- **Суть задания**:
Продолжите текст о надзирателях, начиная сразу после его последней фразы.

- **Текст**:
........

Вообще многие надзиратели вскоре приобрели в моих глазах индивидуальные черты, что исключало единообразный тип отношения к ним. Один — молоденький, белобрысенький — видно, сильно скучал на дежурстве и придумал себе развлечение: подойдя к камере — нет чтобы тихо заглянуть в глазок, — водит чем-то по пружине или защелке снаружи, получается такой тихий треск. Я этого парнишку называла Сверчком. Когда я вслух читала стихи, Сверчок останавливался надолго за дверью и, слышно было, вздыхал, отходя к другой камере. Иногда спрашивал: «Что это за стихотворение? Прочтите еще».

........

- **Извлечённый материал**:
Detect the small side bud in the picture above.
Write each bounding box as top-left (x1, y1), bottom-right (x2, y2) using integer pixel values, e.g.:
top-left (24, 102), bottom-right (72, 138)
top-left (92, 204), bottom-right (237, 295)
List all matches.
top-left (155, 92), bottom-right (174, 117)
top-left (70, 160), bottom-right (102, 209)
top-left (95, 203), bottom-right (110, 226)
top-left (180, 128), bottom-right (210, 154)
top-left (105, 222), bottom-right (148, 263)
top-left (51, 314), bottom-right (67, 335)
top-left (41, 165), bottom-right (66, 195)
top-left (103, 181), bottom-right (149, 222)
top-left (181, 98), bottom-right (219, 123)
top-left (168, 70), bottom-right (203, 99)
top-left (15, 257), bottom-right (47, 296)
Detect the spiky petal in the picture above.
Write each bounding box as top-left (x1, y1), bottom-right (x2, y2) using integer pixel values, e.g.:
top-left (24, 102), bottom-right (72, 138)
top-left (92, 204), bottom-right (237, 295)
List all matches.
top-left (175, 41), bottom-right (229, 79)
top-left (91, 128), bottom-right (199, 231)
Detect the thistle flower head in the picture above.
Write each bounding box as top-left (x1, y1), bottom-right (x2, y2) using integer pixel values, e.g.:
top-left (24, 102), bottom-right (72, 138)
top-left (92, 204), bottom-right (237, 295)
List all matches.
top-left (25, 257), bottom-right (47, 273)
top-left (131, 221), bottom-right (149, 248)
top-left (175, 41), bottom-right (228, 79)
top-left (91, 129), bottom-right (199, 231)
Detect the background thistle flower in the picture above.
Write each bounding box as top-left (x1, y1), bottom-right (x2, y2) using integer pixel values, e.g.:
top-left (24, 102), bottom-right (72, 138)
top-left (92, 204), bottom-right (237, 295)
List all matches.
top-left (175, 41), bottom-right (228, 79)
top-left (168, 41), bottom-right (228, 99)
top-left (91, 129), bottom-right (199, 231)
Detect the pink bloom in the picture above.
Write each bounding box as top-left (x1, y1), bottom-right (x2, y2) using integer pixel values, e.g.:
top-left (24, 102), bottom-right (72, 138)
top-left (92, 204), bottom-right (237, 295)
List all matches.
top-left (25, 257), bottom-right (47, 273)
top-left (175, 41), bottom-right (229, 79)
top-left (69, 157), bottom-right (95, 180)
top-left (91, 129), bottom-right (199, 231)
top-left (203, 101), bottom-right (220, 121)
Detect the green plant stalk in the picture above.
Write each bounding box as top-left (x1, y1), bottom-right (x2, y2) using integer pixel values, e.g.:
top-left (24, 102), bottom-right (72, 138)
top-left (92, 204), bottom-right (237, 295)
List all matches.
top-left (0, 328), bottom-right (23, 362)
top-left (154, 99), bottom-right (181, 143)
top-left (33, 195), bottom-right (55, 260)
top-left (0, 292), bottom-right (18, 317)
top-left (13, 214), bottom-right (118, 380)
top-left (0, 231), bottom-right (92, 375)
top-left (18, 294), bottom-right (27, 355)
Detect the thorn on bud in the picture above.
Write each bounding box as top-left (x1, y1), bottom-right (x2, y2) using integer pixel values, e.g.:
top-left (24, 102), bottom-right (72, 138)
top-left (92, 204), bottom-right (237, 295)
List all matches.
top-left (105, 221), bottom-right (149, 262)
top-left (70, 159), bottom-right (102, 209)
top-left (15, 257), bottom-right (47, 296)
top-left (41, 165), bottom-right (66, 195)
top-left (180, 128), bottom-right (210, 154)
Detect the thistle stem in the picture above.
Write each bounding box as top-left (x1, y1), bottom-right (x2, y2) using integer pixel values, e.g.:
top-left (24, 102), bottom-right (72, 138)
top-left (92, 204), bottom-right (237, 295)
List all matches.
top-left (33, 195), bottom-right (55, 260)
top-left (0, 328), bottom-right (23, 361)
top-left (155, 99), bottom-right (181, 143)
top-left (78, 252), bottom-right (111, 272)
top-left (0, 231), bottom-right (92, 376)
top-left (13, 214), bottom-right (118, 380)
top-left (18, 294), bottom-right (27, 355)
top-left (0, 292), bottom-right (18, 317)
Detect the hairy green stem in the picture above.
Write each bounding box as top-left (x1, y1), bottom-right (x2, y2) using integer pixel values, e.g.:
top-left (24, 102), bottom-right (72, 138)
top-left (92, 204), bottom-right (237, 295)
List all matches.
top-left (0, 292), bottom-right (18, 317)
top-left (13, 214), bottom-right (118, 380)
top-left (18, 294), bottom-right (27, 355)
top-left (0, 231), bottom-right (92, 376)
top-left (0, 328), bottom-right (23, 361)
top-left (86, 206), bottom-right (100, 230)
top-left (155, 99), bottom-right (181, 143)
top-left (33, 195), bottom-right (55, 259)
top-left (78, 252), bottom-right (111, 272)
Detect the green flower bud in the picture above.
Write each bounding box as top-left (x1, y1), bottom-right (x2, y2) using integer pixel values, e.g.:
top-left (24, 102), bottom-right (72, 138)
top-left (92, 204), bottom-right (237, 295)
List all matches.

........

- **Ответ к заданию**:
Другой надзиратель, проходя мимо моей камеры, вдруг открыл кормушку, подмигнул и пропел негромко: «…Еще Пашу, и Наташу, и Ларису Богораз…» (из песни Юлика Кима) — и быстро захлопнул кормушку. В другой раз, кажется, он же так же быстро сказал в кормушку: «Белогородская в 45-й, ваш Литвинов в 43-й». Так я узнала, что Ира и Павел в одном со мной коридоре, и по утрам, опорожняя мусорный сосуд в большую бадью для мусора, которую надзиратели носят от камеры к камере, старалась высунуться подальше в коридор и погромче поздороваться — как будто с ними, а на самом деле в надежде, что мой голос услышат и узнают друзья.
Были и вредные надзиратели, въедливые, мелочные. Особенно противны в этой роли женщины. Молодых среди них не было, все среднего возраста. Наверное, они смутно ощущали противоестественность своей службы — и от этого вели себя цинично, придирчиво, старались проявить свою власть над арестантами.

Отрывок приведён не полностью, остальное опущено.